§ Anforderungen:
a. Gib aus dem Seitenauszug über Schaum auf der Wasseroberfläche alles von „Zur Zeit schlüpfen“ bis hinunter zu „sehr Eiweißhaltig ist.“ wortgetreu wieder.
b. Führe den Seitenauszug über Schaum auf der Wasseroberfläche bitte nach seinem letzten Satz weiter.

§ Seitenauszug:
Bei mir ist es heute der vierte Tag
Detlef


----------



## luko1662 (9. Apr. 2010)

*AW: Schaum auf der Wasseroberfläche*

Egal
Baue jetzt den EWS von Olli oder Hoffi nach.
Detlef


----------



## Bebel (9. Apr. 2010)

*AW: Schaum auf der Wasseroberfläche*

Hallo

Kann das vermehrte auftauchen von Eiweiß auch mit dem Frosch und Krötenlaich zusammenhängen?

Zur Zeit schlüpfen viele Quappen und die leeren Eihüllen mit dem "Fruchtwasser", oder wie das bei den Amphibien heißt, bleiben zurück.

Ich könnte mir vorstellen, dass das Zeug auch sehr Eiweißhaltig ist.

LG Bebel


----------



## scholzi (9. Apr. 2010)

*AW: Schaum auf der Wasseroberfläche*

Hi Leute....
also das Saponine Zeugs ist doch aber sehr Stickstoffhaltig(Nährstoffe) und für Fische toxisch.

§ Datenzeilen:
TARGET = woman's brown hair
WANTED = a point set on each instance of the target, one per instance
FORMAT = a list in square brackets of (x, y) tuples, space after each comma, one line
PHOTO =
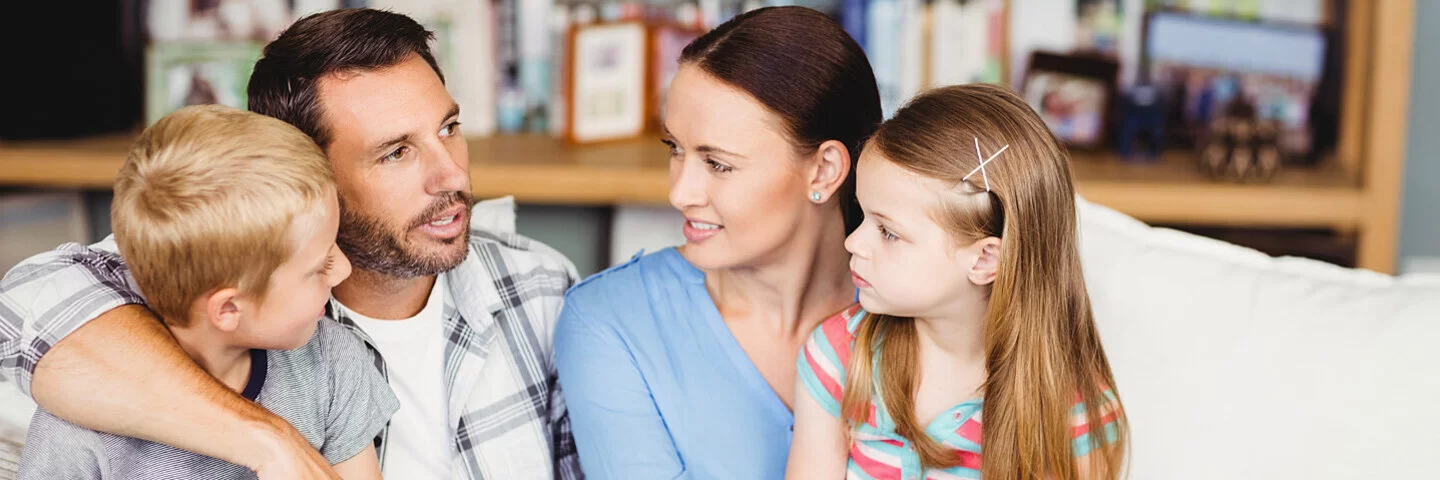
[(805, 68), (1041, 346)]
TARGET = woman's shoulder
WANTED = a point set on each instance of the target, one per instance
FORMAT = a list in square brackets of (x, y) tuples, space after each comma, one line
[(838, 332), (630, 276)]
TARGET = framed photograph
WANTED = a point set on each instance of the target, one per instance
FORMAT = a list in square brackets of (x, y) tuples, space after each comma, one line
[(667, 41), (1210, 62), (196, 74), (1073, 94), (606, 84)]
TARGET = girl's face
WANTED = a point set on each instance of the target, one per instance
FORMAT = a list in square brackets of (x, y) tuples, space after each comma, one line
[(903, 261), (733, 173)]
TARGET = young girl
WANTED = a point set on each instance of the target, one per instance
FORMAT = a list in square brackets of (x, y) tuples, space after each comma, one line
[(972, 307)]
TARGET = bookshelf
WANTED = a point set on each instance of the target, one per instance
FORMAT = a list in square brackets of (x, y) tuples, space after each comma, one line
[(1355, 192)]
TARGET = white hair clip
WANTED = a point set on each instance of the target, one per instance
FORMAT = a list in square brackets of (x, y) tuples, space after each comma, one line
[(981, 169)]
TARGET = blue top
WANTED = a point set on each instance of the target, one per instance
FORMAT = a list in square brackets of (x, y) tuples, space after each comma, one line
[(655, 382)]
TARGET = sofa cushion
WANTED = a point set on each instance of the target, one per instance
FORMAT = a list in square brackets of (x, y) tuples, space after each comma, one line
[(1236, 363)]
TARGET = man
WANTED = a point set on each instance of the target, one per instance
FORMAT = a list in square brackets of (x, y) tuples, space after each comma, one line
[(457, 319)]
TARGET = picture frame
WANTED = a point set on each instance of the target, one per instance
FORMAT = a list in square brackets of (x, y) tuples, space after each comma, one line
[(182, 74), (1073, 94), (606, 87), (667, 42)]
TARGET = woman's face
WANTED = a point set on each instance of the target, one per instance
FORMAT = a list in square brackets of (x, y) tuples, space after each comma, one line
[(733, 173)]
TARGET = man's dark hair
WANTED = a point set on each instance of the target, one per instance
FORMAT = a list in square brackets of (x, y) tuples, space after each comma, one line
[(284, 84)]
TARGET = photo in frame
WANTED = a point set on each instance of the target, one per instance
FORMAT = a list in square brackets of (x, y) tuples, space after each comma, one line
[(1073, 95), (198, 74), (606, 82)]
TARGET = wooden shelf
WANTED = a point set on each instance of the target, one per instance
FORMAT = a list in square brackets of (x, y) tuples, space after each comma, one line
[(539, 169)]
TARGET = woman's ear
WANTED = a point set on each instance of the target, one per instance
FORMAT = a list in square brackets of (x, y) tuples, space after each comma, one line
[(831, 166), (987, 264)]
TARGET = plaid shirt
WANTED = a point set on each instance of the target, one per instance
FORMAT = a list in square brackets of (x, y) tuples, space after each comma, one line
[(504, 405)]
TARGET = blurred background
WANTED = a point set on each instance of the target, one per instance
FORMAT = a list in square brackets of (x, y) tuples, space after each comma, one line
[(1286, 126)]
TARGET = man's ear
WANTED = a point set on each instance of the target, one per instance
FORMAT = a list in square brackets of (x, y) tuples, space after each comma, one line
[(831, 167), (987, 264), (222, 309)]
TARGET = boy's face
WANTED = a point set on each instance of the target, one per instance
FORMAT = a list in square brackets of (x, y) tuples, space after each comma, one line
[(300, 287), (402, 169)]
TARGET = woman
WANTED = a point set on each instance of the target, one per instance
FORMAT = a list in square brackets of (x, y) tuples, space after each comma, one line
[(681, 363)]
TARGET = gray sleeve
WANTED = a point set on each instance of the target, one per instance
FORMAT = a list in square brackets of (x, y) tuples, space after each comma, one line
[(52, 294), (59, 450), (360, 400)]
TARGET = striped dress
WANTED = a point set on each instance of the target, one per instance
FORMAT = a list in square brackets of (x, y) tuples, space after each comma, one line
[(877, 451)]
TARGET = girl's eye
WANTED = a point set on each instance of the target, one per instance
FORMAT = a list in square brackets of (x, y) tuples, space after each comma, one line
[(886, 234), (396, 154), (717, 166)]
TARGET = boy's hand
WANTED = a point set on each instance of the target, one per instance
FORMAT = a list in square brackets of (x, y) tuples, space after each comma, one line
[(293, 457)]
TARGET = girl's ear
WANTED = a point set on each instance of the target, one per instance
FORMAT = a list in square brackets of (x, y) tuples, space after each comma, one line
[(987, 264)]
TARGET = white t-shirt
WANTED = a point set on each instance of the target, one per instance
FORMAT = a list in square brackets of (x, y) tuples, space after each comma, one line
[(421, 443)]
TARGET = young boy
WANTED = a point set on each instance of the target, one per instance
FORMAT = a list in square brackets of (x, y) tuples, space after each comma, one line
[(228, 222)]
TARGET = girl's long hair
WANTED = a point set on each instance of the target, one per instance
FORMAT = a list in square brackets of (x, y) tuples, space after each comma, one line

§ Lösungen zur Übung:
a.
Zur Zeit schlüpfen viele Quappen und die leeren Eihüllen mit dem "Fruchtwasser", oder wie das bei den Amphibien heißt, bleiben zurück.

Ich könnte mir vorstellen, dass das Zeug auch sehr Eiweißhaltig ist.

b.
Also macht es doch trotzdem Sinn es raus zu holen und da es ja Schaum bildet, kann es über den EWS abgeschieden werden!


----------



## luko1662 (9. Apr. 2010)

*AW: Schaum auf der Wasseroberfläche*

Auch Hi
Denke Robert hat recht. !!
Deshalb habe ich auch gerade meinen EWS zu Wasser gelassen.
Nur mit dem Schaum ?????OHA
Detlef


----------



## Bebel (9. Apr. 2010)

*AW: Schaum auf der Wasseroberfläche*

Hallo

Meine Frage war eigentlich, ob ich ohne einen Abschäumer zu bauen etwas gegen den Schaum tun kann.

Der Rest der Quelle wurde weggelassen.